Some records
_ _ _ _ _ _ _
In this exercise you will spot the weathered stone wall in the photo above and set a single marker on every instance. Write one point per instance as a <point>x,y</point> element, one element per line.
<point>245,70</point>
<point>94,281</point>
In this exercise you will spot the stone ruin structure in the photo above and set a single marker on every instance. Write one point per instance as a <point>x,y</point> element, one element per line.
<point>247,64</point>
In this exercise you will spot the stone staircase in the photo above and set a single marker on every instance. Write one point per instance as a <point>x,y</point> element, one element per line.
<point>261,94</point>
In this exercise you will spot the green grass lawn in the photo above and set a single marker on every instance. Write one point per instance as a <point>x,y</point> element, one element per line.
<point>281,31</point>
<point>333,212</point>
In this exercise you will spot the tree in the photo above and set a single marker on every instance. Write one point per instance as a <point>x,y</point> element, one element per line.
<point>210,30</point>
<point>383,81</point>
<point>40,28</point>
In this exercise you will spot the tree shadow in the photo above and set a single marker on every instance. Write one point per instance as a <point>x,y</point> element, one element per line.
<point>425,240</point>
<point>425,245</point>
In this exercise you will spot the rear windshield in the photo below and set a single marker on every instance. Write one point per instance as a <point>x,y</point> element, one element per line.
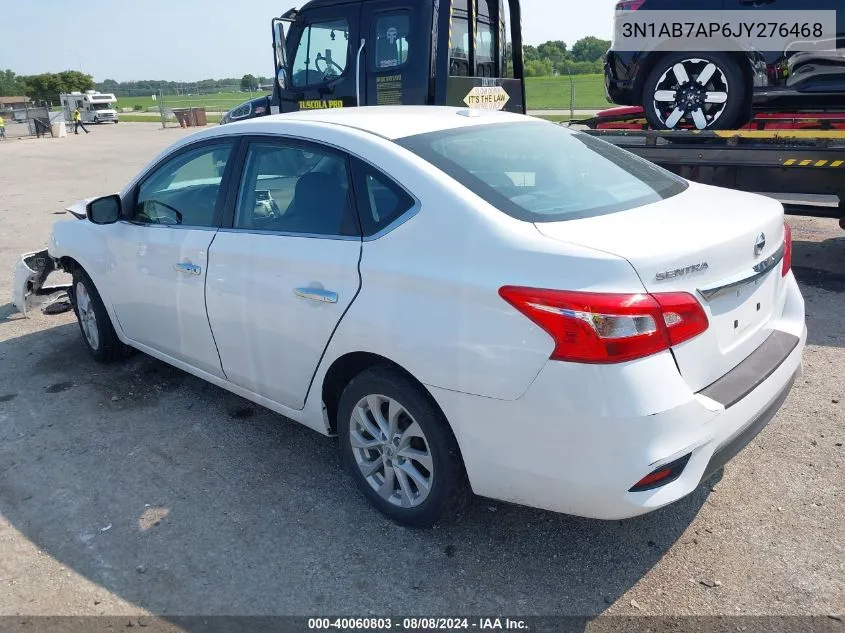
<point>540,172</point>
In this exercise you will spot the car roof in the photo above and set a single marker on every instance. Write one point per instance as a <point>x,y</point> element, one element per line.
<point>392,122</point>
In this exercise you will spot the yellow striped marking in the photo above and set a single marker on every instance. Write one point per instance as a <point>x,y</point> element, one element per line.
<point>820,134</point>
<point>794,162</point>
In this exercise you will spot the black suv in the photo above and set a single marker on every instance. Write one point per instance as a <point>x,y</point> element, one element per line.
<point>721,90</point>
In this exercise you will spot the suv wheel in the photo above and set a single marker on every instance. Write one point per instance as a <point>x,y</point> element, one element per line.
<point>705,91</point>
<point>399,449</point>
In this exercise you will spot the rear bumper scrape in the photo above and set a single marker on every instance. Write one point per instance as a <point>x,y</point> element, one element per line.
<point>30,289</point>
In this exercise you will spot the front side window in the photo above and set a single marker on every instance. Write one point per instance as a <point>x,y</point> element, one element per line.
<point>322,53</point>
<point>459,40</point>
<point>506,49</point>
<point>392,40</point>
<point>540,172</point>
<point>295,189</point>
<point>485,60</point>
<point>185,189</point>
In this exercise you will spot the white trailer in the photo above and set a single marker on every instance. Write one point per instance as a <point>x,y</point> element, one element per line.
<point>94,107</point>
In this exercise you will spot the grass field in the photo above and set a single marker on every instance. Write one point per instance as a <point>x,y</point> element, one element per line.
<point>552,93</point>
<point>543,93</point>
<point>218,102</point>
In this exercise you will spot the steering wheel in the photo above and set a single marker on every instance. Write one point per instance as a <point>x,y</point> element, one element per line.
<point>330,66</point>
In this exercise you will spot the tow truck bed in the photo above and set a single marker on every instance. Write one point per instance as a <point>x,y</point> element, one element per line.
<point>803,168</point>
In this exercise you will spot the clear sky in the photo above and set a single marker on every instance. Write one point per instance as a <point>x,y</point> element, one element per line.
<point>188,40</point>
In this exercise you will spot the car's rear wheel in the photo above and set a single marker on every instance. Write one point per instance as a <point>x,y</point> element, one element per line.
<point>400,450</point>
<point>698,90</point>
<point>97,331</point>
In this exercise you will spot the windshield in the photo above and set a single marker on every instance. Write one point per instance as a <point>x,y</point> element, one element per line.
<point>541,172</point>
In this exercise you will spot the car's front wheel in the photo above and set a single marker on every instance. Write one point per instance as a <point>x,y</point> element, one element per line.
<point>702,91</point>
<point>97,331</point>
<point>399,449</point>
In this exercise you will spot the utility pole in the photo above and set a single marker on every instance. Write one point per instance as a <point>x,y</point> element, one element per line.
<point>161,108</point>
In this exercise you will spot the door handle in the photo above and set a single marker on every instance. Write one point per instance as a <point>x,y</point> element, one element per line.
<point>187,268</point>
<point>316,294</point>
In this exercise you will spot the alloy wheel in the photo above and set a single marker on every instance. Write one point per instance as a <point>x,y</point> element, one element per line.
<point>694,90</point>
<point>87,316</point>
<point>391,451</point>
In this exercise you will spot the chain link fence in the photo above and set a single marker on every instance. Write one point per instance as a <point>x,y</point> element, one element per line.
<point>26,119</point>
<point>189,106</point>
<point>566,95</point>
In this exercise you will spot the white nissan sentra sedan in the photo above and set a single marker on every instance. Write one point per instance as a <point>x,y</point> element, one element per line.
<point>470,301</point>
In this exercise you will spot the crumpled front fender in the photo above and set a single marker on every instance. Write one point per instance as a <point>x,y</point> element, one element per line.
<point>29,287</point>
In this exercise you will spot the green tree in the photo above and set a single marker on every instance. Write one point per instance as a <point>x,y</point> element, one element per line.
<point>249,82</point>
<point>589,49</point>
<point>529,53</point>
<point>553,52</point>
<point>48,86</point>
<point>10,84</point>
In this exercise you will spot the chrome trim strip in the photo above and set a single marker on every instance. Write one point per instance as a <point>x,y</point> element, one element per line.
<point>172,227</point>
<point>759,271</point>
<point>344,238</point>
<point>358,73</point>
<point>316,294</point>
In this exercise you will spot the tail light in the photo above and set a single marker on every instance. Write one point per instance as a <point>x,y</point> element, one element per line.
<point>662,476</point>
<point>628,5</point>
<point>787,250</point>
<point>609,328</point>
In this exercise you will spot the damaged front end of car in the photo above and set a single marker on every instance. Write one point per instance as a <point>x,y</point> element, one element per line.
<point>31,289</point>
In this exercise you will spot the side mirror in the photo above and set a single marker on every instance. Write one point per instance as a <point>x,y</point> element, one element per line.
<point>105,210</point>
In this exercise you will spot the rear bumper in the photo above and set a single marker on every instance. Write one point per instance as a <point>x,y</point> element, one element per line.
<point>582,436</point>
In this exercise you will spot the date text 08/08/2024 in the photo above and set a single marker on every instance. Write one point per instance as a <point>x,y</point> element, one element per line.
<point>418,624</point>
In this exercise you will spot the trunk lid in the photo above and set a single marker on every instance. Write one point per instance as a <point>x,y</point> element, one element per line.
<point>705,241</point>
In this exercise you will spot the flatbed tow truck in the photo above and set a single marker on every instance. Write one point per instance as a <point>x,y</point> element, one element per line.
<point>796,158</point>
<point>347,53</point>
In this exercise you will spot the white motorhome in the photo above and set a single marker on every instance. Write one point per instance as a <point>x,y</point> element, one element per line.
<point>95,107</point>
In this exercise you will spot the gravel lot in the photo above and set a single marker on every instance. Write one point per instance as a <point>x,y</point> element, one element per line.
<point>138,489</point>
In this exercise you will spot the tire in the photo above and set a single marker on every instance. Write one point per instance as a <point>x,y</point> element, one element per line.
<point>409,503</point>
<point>725,81</point>
<point>94,323</point>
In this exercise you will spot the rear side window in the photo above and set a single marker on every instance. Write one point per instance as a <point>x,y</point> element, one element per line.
<point>392,39</point>
<point>380,200</point>
<point>541,172</point>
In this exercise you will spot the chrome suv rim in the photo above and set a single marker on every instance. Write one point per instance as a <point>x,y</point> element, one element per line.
<point>693,90</point>
<point>391,451</point>
<point>87,318</point>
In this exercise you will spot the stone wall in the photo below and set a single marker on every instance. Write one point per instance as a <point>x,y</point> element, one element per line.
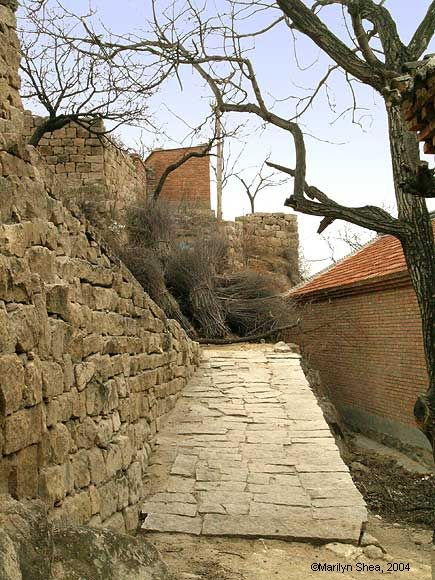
_ _ _ _ _ _ _
§ Problem requirements:
Write out all of the lines above again, replacing "set a single marker" with "place one pin" and keeping everything else the same. Leave the pictures out.

§ Exercise output:
In this exercise you will spot the weathered stone wall in the photo above and place one pin on every instance. Write one point per instance as a <point>x,y</point> element, one element per line.
<point>245,70</point>
<point>94,281</point>
In this exercise you will spot the stone ruin structure in the photo above and place one pin on every instance. Write one point per instance as a <point>x,y</point> element, one element per line.
<point>247,64</point>
In this exercise you will spot the stone staircase in the photo above and place one pin on every instance. Write one point per instance as a <point>x,y</point> element, one element per line.
<point>261,94</point>
In this exercise you will spot the green grass lawn in the photo above and place one pin on every instance. Write one point per instance as a <point>x,y</point> element, one element per line.
<point>281,31</point>
<point>333,212</point>
In this exercise you will spot the tree in the photo above and place one pin on every instance. Write one point per instance as a <point>x,y</point> element, one element per line.
<point>210,30</point>
<point>383,81</point>
<point>40,28</point>
In this exercise you will spot the tree shadow in the photo above and place one pin on every instance. Write one point per instance as a <point>x,y</point> element, one element per line.
<point>425,240</point>
<point>425,245</point>
In this exercise you will spot the rear windshield in the photo below and place one pin on every instance. Write one point per instance as a <point>x,y</point> element, one element per line.
<point>540,172</point>
In this exercise you will spot the car roof in the photo above and place one pin on every instance. Write one point per instance as a <point>x,y</point> element, one element per line.
<point>392,122</point>
In this exercise you will spot the yellow striped marking in the photo above and place one pin on every instance. Write one point per instance as a <point>x,y</point> element, one element per line.
<point>820,134</point>
<point>794,162</point>
In this exercise you will spot the black suv in the photo above and place one pin on every instance. Write one point per instance as a <point>x,y</point> element, one element per line.
<point>721,90</point>
In this exercise you will spot the suv wheel in the photo above and place one pin on every instance. Write one point per instance as a <point>x,y</point> element, one element per line.
<point>705,91</point>
<point>399,449</point>
In this exercise you will spot the rear bumper scrape in the photo above and place one pin on every instance. Write one point per instance as a <point>x,y</point> element, one element per line.
<point>30,289</point>
In this exercise you will spot the front side window in the photo above and place one pin on every instance. Write one point per instance as a <point>x,y</point> element, one element per line.
<point>322,53</point>
<point>459,40</point>
<point>506,49</point>
<point>392,40</point>
<point>540,172</point>
<point>295,189</point>
<point>485,60</point>
<point>185,189</point>
In this exercise you will spot the white trailer in the photo above and place one pin on every instance. Write one point per instance as a <point>x,y</point> element, one element per line.
<point>94,107</point>
In this exercise you will spot the grass field in the photo above and place one pin on every instance. Write one point per instance as a <point>x,y</point> element, one element per line.
<point>552,93</point>
<point>543,93</point>
<point>218,102</point>
In this exercise you will spot the steering wheel in the photo above and place one pin on every instance. Write one point per instance as a <point>x,y</point> element, one element per line.
<point>330,66</point>
In this exercise you will spot the tow truck bed in the photo above and place one pin on every instance. Write one point per instance as a <point>x,y</point> element, one element per line.
<point>803,168</point>
In this exercise you will spot the clear sky in the photo above and place one pin on every instance. Write one point per instance as a <point>x,y</point> element, one element per line.
<point>188,40</point>
In this exercise you will spot the car's rear wheel in the photo above and place one pin on every instance. Write one point per instance as a <point>x,y</point> element, one element per line.
<point>400,450</point>
<point>698,90</point>
<point>97,331</point>
In this exercise you will spot the windshield in the photo above and place one pin on every instance. Write one point per instance as a <point>x,y</point> element, one element per line.
<point>541,172</point>
In this exercise you will spot the car's front wheel in the photo above and place one pin on every instance. Write one point per instance as a <point>x,y</point> element, one element per line.
<point>702,91</point>
<point>97,331</point>
<point>399,449</point>
In this exercise you will spot the utility pole in the photo above and place one pin on every instance. Write one point per instance as a <point>x,y</point> element, one element per line.
<point>161,108</point>
In this exercise you will spot the door handle in the photo above and place one pin on every instance. Write one point per instance as a <point>x,y</point> element, one element per line.
<point>187,268</point>
<point>316,294</point>
In this exercise you will spot the alloy wheel in the photo above and place one pin on every instance. Write one point per instance as a <point>x,y</point> element, one element per line.
<point>694,90</point>
<point>87,316</point>
<point>391,451</point>
In this exercise you will spot the chain link fence in the photo above and place one pin on every instance. Write one point per instance as a <point>x,y</point> element, one element per line.
<point>26,119</point>
<point>189,106</point>
<point>566,95</point>
In this exercise you will spot the white nissan sentra sedan in the photo above and place one pin on every instance. Write one point per instance as a <point>x,y</point> element, one element per line.
<point>470,301</point>
In this exercise you will spot the crumpled front fender in the photo above and place one pin on every instance. Write one point per instance as a <point>x,y</point> element, one element per line.
<point>29,287</point>
In this exercise you will spot the green tree in the photo above and place one pin on every instance. Write one point per instance as a <point>x,y</point> element, one element per line.
<point>249,82</point>
<point>589,49</point>
<point>529,53</point>
<point>553,52</point>
<point>48,86</point>
<point>10,84</point>
In this exercise you will spot the chrome trim strip in the photo above and place one pin on every instance. Write one point per instance as a <point>x,y</point> element, one element per line.
<point>172,227</point>
<point>759,271</point>
<point>344,238</point>
<point>358,73</point>
<point>316,294</point>
In this exercise you will spot the tail light in the photo above and place one pin on every instance. Write one point per instance as a <point>x,y</point> element, one element per line.
<point>662,476</point>
<point>628,5</point>
<point>787,250</point>
<point>609,328</point>
In this exercise you will spot the damaged front end of car in the photo above and place one pin on every instance. Write one point per instance as a <point>x,y</point> element, one element per line.
<point>31,289</point>
In this exercise you will spot the side mirror in the photo above and place one pin on every instance. Write one point per instance as a <point>x,y</point> element, one element per line.
<point>105,210</point>
In this exercise you will spot the rear bumper in the photo above and place one pin on every instance. Write one point per instance as a <point>x,y</point> element, one element per line.
<point>582,436</point>
In this exercise you will spot the date text 08/08/2024 in the photo above and place one pin on every instance. Write one point per instance as a <point>x,y</point> element, one element per line.
<point>418,624</point>
In this exercise you will spot the trunk lid in the photo above and place one pin on every instance. Write one point per instance as a <point>x,y</point> element, one element per line.
<point>705,241</point>
In this exercise you will spot the flatbed tow truck in the photo above and place one pin on every instance. Write one point per instance as a <point>x,y</point> element, one element per line.
<point>796,158</point>
<point>347,53</point>
In this exercise you will spot the white motorhome in the photo above and place one pin on every instance. Write one point per instance as a <point>x,y</point> element, one element per line.
<point>95,107</point>
In this exercise you will spot the gravel lot in the photo above and place one pin on every instance. Write one point per instance as a <point>x,y</point> element, one element per line.
<point>138,489</point>
In this exercise you will spot the tire in the photo above and place one pin on every instance. Write one point per instance as a <point>x,y</point> element, one element per line.
<point>409,503</point>
<point>725,81</point>
<point>94,323</point>
In this exercise you will spot the rear side window in the photo above and place one pin on every instance. Write one point per instance as a <point>x,y</point> element, one element per line.
<point>392,39</point>
<point>380,200</point>
<point>541,172</point>
In this exercise you will spot the chrome suv rim in the photo above and place one pin on every instance. Write one point per instance as a <point>x,y</point> element, one element per line.
<point>693,90</point>
<point>391,451</point>
<point>87,318</point>
In this exercise you will spot the stone wall in the photo below and place one pin on every instance. Write one point per instance as a <point>x,y</point> element, one element per line.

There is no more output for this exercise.